• [Page text]:
--
[News] Argentina Revisits Dictatorship: A Year of Human Rights Trials

Anti-Imperialist News news at freedomarchives.org
Wed Apr 7 11:26:27 EDT 2010



Argentina Revisits Dictatorship: A Year of Human Rights Trials

By <http://www.zcommunications.org/zspace/marietrigona>Marie Trigona

Source: <http://towardfreedom.com/home/content/view/1906/1/>Toward Freedom
http://towardfreedom.com/home/content/view/1906/1/
Wednesday, April 07, 2010

"With regular jails overflowing, you (the 
military) turned the principle garrisons in the 
country into virtual concentration camps, where 
no judge, lawyer, journalist or international 
observer enters. The military keeping the 
proceedings as secret, invoked as the need for 
interrogation, has transformed most detentions 
into kidnappings that allow you to torture 
limitlessly and execute prisoners with no 
trial."  -- Rodolfo Walsh, political writer 
disappeared after he penned the text, "Open 
Letter to the Military Junta" published on March 
24, 1977, the first anniversary of the coup.



Tens of thousands in Argentina recently marked 
the 34th anniversary of the nation’s bloody 
military dictatorship, flooding into the historic 
Plaza de Mayo with cries of nunca más, or never 
again. On March 24, 1976 the military ceased 
power and instituted one of Latin America’s 
darkest chapters of terror. During the 1976-1983 
junta, the military disappeared more than 30,000 people.
--
• [Extracted data]:
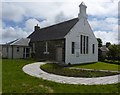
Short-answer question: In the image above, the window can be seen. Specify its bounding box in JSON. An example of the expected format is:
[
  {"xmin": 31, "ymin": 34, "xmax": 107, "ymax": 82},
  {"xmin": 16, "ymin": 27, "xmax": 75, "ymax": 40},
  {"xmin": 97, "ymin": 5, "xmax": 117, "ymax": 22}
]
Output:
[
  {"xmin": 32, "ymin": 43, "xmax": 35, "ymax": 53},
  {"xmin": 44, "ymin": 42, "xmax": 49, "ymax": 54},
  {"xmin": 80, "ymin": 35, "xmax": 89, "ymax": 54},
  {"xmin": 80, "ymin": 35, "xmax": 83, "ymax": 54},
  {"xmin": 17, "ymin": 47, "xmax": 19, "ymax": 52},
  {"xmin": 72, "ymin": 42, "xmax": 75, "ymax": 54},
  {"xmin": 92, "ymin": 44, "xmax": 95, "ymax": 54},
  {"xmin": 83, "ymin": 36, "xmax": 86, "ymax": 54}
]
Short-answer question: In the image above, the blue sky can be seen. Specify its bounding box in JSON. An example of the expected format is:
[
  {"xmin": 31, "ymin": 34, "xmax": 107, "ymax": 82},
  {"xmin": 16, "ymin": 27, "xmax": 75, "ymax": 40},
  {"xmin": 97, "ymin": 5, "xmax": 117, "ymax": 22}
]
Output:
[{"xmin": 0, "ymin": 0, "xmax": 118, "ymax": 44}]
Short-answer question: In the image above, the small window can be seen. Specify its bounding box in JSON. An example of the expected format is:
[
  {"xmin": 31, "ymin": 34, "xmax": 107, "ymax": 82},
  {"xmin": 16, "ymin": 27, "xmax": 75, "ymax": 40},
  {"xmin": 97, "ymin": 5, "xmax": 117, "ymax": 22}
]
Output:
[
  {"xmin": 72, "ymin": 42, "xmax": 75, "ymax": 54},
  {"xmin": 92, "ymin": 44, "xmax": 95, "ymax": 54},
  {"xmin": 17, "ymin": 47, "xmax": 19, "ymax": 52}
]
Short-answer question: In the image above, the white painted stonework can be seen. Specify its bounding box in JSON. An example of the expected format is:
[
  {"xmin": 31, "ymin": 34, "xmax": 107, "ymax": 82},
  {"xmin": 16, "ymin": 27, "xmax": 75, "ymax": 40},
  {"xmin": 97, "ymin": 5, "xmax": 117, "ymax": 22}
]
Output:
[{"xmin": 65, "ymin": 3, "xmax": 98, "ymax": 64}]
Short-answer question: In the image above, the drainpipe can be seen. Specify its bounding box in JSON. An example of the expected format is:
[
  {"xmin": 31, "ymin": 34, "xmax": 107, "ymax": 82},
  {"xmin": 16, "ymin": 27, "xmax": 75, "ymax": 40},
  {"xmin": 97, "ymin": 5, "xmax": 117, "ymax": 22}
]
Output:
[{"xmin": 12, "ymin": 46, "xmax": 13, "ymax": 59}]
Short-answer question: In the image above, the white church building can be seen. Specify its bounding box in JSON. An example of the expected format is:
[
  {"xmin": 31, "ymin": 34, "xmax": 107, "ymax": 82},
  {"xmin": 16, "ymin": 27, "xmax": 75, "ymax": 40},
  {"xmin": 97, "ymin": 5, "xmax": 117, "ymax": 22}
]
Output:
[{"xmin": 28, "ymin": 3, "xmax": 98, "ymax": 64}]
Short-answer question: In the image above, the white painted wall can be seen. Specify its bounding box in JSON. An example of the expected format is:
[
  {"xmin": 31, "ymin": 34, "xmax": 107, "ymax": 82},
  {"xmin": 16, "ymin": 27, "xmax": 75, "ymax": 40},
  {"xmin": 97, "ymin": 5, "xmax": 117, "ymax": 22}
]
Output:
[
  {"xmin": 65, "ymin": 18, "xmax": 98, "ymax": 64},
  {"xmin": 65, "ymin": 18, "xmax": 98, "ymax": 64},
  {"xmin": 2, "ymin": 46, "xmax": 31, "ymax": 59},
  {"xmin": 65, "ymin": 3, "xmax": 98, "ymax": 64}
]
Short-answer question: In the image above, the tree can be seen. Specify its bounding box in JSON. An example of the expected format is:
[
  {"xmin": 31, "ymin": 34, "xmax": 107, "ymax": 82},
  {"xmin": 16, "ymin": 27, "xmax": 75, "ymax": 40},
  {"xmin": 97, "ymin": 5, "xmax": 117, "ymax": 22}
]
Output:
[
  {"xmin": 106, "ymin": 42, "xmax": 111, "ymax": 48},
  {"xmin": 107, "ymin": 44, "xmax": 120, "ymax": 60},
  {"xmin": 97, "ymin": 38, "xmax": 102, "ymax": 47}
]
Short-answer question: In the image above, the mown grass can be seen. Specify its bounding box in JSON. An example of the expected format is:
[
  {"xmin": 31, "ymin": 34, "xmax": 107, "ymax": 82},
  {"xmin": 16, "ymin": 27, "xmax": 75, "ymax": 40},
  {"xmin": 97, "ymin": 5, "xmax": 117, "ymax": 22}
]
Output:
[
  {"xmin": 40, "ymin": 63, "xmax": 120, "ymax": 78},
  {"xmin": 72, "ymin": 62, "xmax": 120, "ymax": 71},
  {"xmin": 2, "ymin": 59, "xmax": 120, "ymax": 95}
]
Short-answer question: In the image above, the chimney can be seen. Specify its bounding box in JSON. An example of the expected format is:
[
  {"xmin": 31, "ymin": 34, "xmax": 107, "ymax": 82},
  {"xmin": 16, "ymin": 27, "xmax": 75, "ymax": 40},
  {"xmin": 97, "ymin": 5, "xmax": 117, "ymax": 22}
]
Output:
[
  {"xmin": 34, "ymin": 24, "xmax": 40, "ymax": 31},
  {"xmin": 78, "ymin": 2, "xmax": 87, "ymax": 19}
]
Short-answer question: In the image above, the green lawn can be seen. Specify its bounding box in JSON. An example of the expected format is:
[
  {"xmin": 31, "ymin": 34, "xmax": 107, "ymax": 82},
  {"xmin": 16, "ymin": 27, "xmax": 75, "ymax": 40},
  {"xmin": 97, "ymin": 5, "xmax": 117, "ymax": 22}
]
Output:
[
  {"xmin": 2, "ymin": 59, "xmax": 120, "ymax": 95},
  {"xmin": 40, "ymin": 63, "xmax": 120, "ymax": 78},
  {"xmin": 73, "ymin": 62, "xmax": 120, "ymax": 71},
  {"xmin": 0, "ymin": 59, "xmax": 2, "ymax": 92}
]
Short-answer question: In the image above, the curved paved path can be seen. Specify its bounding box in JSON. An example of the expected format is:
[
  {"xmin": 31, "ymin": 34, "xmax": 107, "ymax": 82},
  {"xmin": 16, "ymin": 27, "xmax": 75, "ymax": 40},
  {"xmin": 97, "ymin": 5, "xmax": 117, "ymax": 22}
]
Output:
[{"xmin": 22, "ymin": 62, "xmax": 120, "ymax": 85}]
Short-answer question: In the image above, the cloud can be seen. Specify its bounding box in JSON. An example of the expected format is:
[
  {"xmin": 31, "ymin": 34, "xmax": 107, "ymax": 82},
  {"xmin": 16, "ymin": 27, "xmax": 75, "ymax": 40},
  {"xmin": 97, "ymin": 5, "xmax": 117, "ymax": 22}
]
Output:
--
• [What is being asked]: Type out the passage of the Argentina article that begins with the words containing "Tens of thousands" and ends with "than 30,000 people.", copying every word unchanged. The data has no connection to the article.

• [Response]:
Tens of thousands in Argentina recently marked 
the 34th anniversary of the nation’s bloody 
military dictatorship, flooding into the historic 
Plaza de Mayo with cries of nunca más, or never 
again. On March 24, 1976 the military ceased 
power and instituted one of Latin America’s 
darkest chapters of terror. During the 1976-1983 
junta, the military disappeared more than 30,000 people.